Exercise aim
Copy the listing starting at the line containing "Practice. For this step, pick out the sunset" and ending at the line containing "point(1023, 125)", swapping "sunset sky" for "evening sky" and changing nothing else. Leave the pictures out of your answer.

Excerpted records
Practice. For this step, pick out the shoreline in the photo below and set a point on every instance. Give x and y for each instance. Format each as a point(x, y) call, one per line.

* * *

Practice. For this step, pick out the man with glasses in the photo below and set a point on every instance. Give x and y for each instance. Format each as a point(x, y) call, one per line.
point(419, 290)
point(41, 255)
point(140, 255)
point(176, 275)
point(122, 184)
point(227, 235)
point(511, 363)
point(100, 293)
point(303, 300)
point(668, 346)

---

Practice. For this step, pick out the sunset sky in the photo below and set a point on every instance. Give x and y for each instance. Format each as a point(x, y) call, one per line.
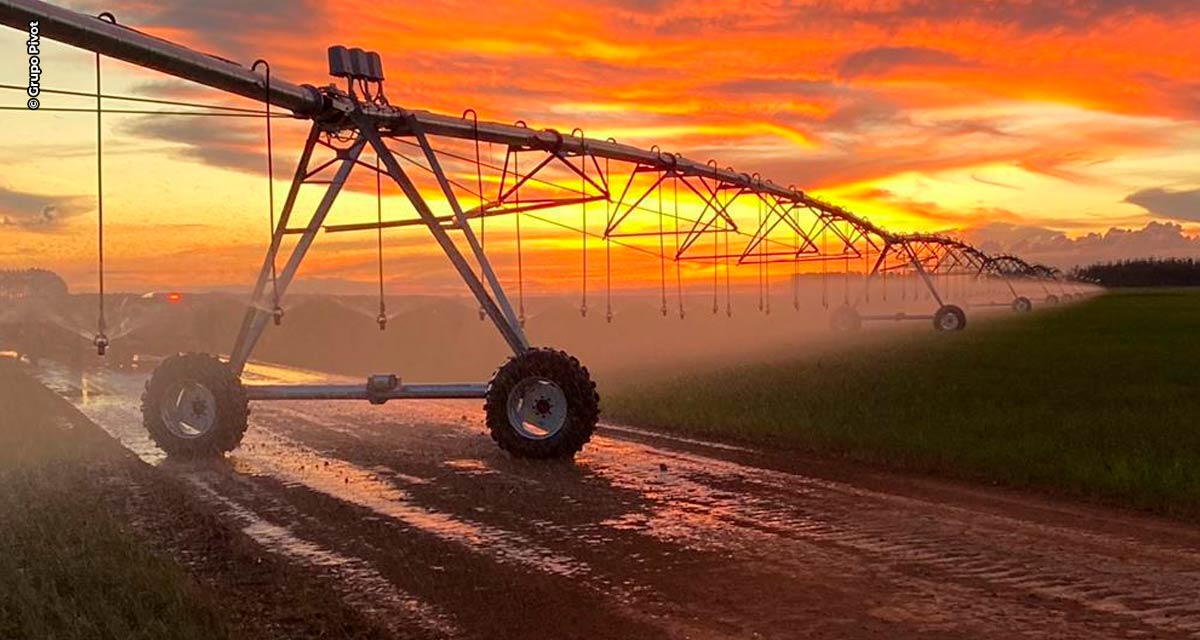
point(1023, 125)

Solution to this exercise
Practice. For this step, pick out the evening sky in the photo below and set a point on every instance. Give x and y for each instance. Format each as a point(x, y) call, one per line.
point(1023, 125)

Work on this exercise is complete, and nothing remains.